**Exercice**
Recopiez, s'il vous plaît, un passage de l'article sur la grippe espagnole de 1918 en commençant aux mots « Par Audrey Vaugrente » et en vous arrêtant après « comme la pneumonie. ».

---------- Extrait du document

Les mystères de la grippe espagnole de 1918 élucidés

Par Audrey Vaugrente

Les principales victimes de la pandémie du début du siècle dernier étaient celles qui n’avaient pas été exposées à une souche H1 de la grippe.

AP/SIPA

50 millions de victimes, c’est un des plus grands mystères de biomédecine du XXe siècle qui trouve sa réponse. « Depuis la grande pandémie grippale de 1918, le mystère demeure sur l’origine du virus, pourquoi il a été si virulent, et surtout pourquoi il a tué tant de jeunes adultes », souligne Michael Worobey, principal auteur d'une étude conduite avec son équipe de l’université d’Arizona à Tucson (Etats-Unis) et publiée, ce 28 avril dans PNAS.

En effet, la grippe saisonnière classique met surtout en danger les jeunes enfants et les personnes âgées. La plupart des victimes de la grippe espagnole étaient âgés de 20 à 40 ans, surtout à cause d’infections bactériennes opportunistes comme la pneumonie.

--------------------
---------- Extraits de données

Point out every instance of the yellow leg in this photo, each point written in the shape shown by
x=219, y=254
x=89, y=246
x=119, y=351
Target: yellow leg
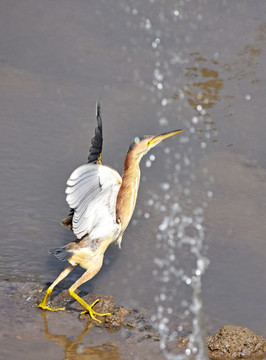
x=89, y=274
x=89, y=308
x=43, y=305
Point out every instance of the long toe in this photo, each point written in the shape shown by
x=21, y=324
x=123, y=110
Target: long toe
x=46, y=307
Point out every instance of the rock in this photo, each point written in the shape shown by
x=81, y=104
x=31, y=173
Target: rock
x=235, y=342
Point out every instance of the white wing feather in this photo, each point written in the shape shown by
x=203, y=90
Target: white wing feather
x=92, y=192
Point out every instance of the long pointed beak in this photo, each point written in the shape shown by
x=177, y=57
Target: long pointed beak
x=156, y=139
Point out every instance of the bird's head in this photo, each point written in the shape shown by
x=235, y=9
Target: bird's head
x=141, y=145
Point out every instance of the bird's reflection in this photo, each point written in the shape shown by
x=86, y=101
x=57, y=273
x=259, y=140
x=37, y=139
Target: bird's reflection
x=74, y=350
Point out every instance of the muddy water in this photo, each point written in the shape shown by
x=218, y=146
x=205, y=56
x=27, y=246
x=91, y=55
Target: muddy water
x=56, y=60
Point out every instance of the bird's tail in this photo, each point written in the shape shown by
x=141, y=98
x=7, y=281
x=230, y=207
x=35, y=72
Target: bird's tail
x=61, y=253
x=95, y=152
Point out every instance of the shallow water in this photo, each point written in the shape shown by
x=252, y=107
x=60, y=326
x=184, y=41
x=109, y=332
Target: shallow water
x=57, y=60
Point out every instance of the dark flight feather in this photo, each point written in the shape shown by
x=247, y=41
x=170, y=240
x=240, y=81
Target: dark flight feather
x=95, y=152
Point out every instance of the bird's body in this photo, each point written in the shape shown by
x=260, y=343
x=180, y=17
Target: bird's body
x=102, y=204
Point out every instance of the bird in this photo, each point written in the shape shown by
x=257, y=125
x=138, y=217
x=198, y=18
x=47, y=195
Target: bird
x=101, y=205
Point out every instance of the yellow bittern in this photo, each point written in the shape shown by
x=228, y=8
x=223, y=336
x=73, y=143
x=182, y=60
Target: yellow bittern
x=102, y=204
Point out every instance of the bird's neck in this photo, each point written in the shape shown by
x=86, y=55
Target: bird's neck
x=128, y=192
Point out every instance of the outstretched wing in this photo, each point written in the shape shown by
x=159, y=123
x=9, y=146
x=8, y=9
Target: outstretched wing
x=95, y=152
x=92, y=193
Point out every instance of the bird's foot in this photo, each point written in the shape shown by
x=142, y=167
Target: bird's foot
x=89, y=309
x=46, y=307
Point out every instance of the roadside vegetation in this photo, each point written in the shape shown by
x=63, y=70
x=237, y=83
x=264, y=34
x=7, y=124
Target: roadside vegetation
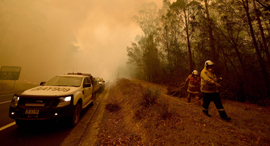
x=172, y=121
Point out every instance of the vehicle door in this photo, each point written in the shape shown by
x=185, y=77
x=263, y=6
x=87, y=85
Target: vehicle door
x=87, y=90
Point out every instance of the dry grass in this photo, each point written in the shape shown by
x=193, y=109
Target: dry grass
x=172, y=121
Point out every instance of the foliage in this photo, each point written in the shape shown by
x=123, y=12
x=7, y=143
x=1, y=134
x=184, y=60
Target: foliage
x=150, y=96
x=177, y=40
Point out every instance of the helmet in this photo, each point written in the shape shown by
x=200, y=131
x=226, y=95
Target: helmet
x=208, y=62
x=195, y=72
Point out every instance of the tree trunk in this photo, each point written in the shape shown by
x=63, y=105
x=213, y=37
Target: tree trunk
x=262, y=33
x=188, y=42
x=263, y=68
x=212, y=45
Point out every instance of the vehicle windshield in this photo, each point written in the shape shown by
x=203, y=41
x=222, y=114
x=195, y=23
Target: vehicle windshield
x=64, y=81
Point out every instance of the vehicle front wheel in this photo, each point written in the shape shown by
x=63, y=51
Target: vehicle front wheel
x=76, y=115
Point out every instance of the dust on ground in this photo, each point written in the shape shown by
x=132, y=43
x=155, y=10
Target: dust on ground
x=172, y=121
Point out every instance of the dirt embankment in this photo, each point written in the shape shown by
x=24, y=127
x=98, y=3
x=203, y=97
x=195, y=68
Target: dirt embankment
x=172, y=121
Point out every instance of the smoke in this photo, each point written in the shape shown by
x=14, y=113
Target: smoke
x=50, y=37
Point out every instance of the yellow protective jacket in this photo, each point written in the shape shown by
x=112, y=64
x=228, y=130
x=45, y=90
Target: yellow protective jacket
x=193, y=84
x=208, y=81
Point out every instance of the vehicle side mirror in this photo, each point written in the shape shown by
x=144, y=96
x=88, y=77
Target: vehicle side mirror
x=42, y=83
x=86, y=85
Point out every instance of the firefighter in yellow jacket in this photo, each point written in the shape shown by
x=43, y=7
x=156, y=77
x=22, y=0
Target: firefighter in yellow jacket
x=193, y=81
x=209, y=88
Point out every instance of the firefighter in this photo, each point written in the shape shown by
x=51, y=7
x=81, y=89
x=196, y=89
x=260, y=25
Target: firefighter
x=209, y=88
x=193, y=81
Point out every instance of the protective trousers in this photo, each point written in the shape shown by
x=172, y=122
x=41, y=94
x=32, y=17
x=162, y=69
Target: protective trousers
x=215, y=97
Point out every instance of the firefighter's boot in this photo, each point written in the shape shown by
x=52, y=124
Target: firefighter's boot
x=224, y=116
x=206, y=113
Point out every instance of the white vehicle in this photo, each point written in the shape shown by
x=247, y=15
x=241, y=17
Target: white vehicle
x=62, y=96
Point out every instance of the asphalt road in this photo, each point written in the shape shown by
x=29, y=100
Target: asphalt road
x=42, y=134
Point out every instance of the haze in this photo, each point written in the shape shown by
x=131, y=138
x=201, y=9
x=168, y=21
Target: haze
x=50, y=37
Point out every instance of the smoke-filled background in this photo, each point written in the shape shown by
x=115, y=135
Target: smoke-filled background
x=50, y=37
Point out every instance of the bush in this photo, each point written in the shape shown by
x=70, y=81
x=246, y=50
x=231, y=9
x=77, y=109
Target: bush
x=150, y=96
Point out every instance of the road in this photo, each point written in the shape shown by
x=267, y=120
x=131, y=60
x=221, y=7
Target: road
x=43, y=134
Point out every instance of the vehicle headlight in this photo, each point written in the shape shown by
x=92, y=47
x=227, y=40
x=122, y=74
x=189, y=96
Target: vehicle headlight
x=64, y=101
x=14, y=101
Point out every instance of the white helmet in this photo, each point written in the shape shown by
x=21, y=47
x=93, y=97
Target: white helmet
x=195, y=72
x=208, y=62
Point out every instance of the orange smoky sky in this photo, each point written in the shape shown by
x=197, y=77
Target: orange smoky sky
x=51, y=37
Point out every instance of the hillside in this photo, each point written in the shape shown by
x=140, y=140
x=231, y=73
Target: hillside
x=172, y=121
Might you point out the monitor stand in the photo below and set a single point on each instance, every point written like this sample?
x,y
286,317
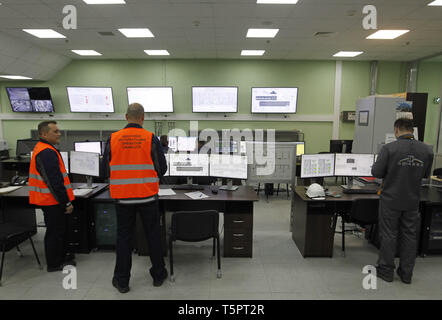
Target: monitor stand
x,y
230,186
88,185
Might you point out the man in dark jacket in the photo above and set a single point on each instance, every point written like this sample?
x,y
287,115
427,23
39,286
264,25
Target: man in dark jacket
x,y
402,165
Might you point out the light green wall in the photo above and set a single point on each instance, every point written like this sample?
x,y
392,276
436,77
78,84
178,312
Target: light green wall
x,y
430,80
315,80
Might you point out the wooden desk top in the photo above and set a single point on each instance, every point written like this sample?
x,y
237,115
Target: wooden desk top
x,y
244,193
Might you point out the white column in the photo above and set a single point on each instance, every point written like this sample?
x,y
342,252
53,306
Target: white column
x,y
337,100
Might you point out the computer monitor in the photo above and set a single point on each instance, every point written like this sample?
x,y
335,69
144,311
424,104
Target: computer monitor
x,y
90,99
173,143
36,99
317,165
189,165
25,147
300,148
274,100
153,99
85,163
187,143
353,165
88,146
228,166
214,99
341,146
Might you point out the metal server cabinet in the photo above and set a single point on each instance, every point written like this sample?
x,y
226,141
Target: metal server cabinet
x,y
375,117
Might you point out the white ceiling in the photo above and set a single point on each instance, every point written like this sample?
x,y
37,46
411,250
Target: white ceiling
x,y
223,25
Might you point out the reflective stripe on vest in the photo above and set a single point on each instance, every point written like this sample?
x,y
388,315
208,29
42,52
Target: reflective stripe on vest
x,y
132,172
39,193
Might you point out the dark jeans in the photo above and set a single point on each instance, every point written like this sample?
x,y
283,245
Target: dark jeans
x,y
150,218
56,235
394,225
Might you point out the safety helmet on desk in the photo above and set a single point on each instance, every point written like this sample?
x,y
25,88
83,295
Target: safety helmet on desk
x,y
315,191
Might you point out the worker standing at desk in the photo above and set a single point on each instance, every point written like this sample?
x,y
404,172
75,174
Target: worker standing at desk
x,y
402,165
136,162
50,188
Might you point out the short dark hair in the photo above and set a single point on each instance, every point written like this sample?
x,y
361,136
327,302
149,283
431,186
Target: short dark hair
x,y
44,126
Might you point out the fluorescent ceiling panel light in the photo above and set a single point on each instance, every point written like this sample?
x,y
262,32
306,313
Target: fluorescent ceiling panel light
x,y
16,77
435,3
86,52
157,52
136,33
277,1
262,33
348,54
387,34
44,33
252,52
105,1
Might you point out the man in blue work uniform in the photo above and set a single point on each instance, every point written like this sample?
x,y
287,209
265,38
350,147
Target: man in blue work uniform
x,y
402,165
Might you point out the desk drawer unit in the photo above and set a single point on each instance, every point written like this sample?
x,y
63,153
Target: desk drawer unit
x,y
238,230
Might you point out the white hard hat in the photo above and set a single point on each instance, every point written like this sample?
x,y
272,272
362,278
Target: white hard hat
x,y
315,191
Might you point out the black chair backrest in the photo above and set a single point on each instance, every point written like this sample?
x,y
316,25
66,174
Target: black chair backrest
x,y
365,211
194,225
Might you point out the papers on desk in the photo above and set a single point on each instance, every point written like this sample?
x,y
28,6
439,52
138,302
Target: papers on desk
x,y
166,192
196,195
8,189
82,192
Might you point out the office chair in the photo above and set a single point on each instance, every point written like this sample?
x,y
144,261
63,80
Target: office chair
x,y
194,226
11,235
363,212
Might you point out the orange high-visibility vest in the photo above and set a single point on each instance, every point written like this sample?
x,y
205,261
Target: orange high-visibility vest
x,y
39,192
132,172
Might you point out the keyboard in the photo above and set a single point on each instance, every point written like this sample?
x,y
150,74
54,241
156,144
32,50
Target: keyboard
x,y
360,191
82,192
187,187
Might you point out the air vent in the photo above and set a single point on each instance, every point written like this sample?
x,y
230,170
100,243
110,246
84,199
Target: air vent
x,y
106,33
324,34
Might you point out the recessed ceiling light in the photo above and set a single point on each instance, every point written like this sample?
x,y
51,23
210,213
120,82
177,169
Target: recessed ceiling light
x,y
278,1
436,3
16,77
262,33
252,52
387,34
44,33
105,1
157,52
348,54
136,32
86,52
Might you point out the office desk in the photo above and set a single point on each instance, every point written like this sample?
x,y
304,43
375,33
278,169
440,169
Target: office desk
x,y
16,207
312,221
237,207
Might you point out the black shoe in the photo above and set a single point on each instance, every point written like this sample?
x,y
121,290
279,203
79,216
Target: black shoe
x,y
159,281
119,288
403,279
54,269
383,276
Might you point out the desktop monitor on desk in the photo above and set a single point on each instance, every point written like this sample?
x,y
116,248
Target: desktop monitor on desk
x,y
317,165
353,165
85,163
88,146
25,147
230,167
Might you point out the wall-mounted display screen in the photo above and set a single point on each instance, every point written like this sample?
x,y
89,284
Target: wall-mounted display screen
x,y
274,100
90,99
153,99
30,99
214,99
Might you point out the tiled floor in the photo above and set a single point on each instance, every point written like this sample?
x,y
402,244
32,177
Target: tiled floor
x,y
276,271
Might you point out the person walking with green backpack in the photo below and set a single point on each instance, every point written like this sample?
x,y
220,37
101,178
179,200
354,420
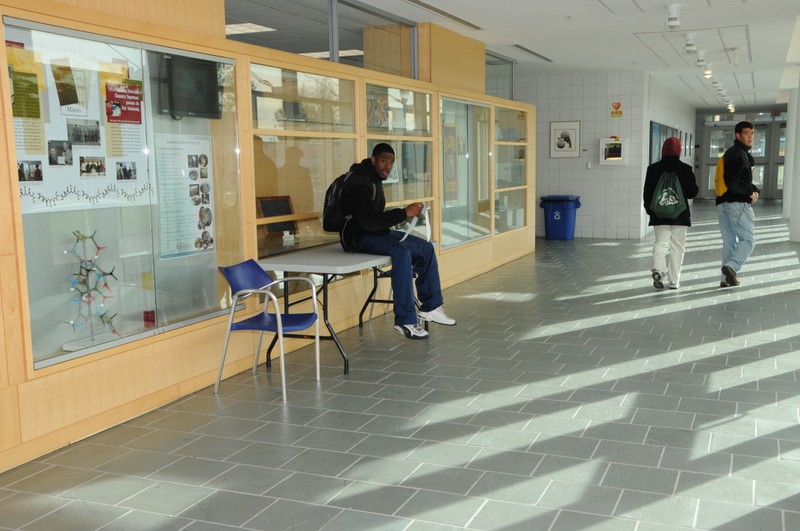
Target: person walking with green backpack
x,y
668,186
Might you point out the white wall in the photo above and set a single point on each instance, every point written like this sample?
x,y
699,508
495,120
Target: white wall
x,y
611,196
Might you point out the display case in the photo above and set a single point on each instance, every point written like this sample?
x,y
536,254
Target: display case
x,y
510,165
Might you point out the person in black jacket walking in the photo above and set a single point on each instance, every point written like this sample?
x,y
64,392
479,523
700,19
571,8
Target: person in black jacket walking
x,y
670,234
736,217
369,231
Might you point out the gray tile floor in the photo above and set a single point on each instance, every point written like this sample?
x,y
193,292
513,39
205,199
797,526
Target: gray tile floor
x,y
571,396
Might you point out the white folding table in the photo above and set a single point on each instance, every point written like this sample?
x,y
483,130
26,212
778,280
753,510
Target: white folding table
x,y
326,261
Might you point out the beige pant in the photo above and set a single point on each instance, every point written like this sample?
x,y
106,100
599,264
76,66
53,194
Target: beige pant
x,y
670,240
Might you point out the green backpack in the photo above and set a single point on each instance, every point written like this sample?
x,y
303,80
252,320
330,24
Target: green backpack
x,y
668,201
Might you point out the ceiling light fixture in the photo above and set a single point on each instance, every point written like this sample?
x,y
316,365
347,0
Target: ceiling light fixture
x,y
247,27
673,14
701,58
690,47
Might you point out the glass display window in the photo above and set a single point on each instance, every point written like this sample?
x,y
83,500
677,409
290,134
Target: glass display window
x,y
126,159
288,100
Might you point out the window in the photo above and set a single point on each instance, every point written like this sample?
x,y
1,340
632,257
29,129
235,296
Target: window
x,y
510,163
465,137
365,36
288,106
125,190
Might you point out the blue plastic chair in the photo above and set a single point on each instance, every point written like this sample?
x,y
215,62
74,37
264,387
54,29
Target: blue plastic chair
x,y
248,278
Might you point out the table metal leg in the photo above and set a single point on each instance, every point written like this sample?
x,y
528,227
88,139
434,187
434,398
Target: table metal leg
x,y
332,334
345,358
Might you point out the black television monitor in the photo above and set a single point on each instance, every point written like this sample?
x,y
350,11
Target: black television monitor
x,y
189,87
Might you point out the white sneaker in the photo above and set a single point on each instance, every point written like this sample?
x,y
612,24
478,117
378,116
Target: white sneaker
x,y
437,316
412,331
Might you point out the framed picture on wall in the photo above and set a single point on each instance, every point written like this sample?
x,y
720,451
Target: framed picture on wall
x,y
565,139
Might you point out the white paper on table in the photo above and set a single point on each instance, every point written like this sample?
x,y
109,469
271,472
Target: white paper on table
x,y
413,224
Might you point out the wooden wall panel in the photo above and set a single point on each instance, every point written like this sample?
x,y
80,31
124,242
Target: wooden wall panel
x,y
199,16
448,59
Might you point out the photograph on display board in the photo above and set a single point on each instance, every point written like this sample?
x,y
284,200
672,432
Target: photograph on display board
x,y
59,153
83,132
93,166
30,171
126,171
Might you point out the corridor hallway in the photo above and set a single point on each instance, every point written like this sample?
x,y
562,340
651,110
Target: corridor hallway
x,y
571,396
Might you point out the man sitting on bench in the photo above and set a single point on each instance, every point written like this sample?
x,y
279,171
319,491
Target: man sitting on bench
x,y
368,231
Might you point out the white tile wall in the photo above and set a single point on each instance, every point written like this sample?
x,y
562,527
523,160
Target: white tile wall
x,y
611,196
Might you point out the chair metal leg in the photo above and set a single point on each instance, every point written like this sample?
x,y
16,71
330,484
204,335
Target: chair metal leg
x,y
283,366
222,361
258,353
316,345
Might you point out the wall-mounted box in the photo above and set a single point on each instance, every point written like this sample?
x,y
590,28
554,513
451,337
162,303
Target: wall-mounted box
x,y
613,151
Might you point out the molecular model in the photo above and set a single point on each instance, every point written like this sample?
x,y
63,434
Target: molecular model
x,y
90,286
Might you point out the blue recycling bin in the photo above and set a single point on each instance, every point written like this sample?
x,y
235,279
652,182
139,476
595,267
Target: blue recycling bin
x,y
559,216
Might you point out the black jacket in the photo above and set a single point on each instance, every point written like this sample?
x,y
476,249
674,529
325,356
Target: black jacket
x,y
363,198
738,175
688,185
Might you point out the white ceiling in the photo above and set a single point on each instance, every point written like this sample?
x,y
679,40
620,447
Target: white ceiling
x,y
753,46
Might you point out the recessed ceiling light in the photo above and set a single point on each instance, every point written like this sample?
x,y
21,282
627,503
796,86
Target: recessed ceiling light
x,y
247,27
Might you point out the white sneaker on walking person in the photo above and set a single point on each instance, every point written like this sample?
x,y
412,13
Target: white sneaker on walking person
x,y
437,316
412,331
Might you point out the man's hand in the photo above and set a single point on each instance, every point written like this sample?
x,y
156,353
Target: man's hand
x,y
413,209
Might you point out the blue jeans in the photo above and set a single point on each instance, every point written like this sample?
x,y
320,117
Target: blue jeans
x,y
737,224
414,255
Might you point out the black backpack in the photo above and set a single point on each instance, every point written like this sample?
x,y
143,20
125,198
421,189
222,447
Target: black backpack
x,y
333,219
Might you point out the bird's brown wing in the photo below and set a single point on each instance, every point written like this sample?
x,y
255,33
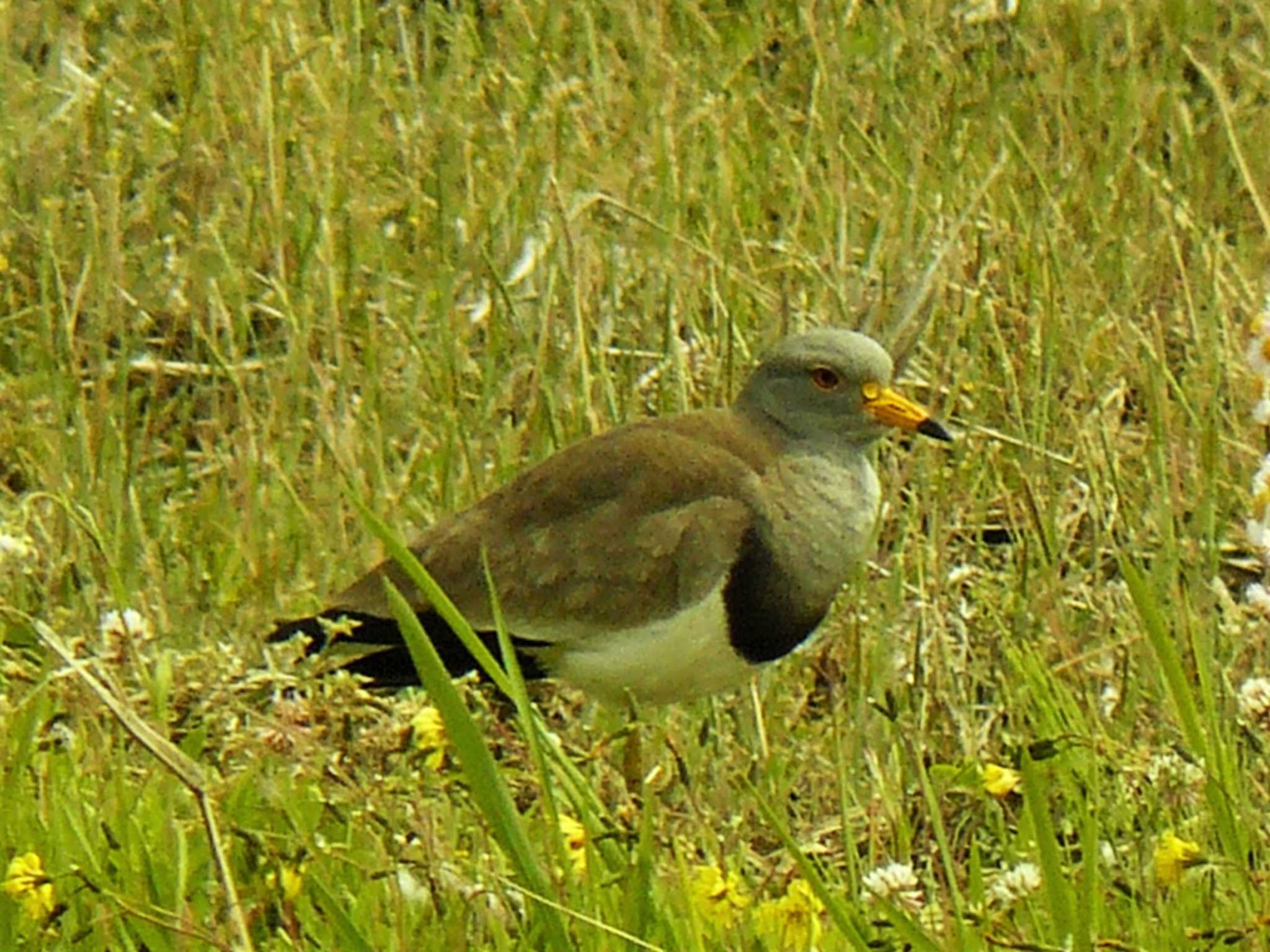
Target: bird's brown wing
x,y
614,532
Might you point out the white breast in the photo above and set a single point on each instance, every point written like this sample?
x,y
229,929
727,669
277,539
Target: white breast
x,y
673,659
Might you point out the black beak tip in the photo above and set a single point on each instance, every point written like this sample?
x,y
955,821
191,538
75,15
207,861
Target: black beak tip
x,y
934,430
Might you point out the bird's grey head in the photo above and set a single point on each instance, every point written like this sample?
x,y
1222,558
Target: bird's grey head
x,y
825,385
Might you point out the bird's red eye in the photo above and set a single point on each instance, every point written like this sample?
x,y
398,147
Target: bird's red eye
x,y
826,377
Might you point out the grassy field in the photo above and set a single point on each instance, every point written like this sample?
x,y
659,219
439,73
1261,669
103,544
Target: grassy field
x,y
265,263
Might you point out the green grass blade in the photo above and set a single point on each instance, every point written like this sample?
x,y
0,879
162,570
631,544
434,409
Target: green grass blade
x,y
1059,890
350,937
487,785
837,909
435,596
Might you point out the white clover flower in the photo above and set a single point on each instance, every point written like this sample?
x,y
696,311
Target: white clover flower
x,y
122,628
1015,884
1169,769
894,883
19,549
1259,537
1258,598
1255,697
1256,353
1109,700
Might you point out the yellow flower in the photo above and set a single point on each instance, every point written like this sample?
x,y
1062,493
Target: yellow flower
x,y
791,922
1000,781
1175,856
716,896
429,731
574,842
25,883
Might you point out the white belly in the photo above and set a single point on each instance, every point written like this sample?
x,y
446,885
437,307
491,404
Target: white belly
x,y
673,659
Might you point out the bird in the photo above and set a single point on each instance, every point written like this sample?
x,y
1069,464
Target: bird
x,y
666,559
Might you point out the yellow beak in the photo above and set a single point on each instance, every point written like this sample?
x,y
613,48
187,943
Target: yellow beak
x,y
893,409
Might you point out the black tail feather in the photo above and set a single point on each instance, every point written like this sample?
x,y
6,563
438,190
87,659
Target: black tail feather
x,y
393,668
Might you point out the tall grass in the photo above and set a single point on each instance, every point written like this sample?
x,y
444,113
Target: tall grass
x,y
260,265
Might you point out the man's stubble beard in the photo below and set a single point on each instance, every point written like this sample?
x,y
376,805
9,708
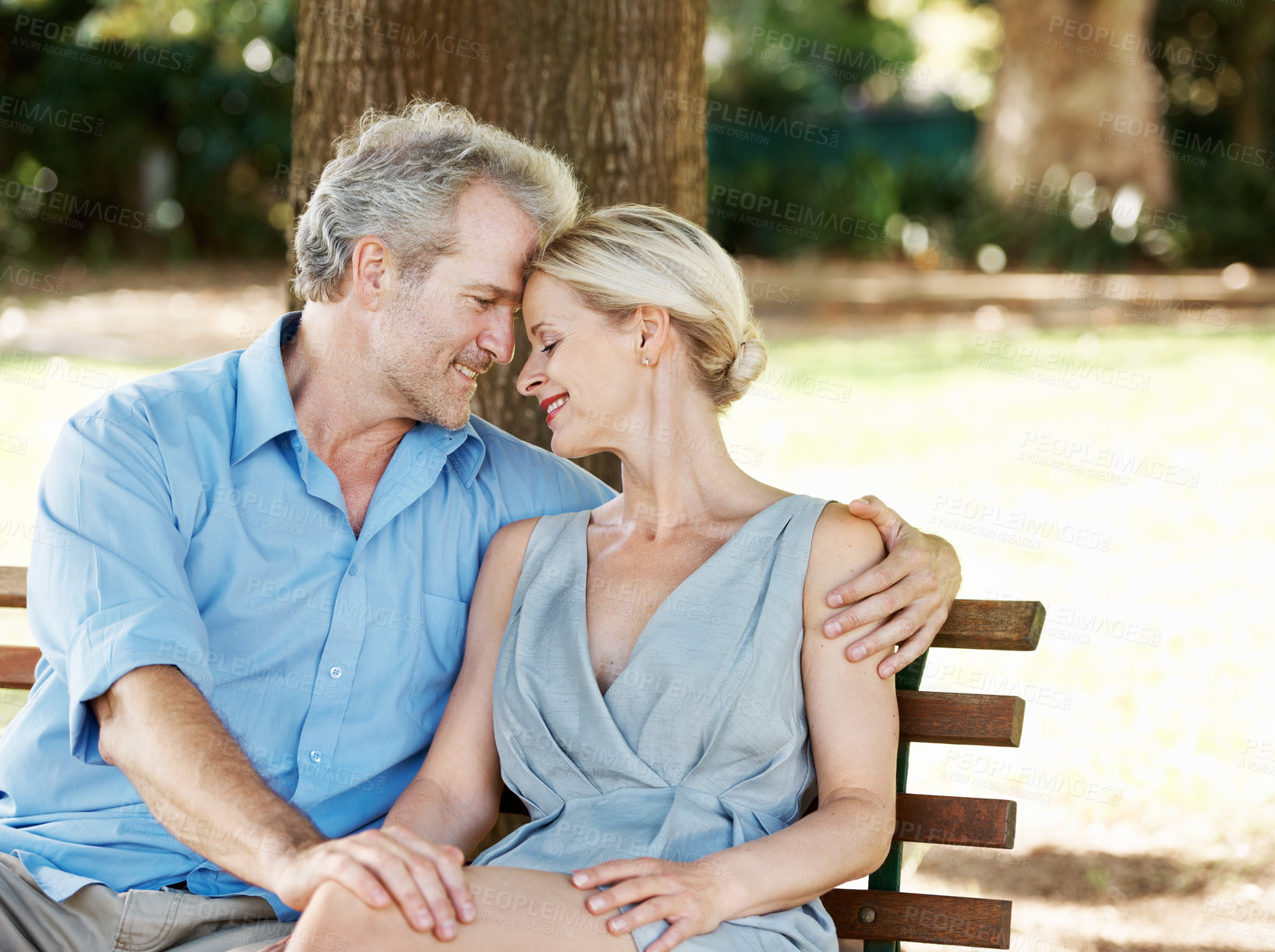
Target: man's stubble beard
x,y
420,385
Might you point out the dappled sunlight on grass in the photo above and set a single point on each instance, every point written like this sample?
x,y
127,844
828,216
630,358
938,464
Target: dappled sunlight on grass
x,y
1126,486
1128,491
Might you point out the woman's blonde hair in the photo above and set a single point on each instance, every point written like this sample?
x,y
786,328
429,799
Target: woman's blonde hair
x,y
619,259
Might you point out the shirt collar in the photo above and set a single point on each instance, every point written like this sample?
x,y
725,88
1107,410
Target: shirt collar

--------------------

**Corrigé**
Par Audrey Vaugrente

Les principales victimes de la pandémie du début du siècle dernier étaient celles qui n’avaient pas été exposées à une souche H1 de la grippe.

AP/SIPA

50 millions de victimes, c’est un des plus grands mystères de biomédecine du XXe siècle qui trouve sa réponse. « Depuis la grande pandémie grippale de 1918, le mystère demeure sur l’origine du virus, pourquoi il a été si virulent, et surtout pourquoi il a tué tant de jeunes adultes », souligne Michael Worobey, principal auteur d'une étude conduite avec son équipe de l’université d’Arizona à Tucson (Etats-Unis) et publiée, ce 28 avril dans PNAS.

En effet, la grippe saisonnière classique met surtout en danger les jeunes enfants et les personnes âgées. La plupart des victimes de la grippe espagnole étaient âgés de 20 à 40 ans, surtout à cause d’infections bactériennes opportunistes comme la pneumonie.